TASK:
Output these entries as a two-column CSV with the headers entry_text and answer, giving one row per entry. Wrap each field in double quotes and replace any line breaks inside a field with spaces.

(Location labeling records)
________________________________________

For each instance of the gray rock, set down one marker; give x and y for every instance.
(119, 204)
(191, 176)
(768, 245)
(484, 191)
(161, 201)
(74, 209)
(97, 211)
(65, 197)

________________________________________

RIGHT ANSWER:
entry_text,answer
"For each instance of the gray rock, set down one marker; give x and y for every instance.","(119, 204) (191, 176) (768, 245) (484, 191) (161, 201) (74, 209) (97, 211) (65, 197)"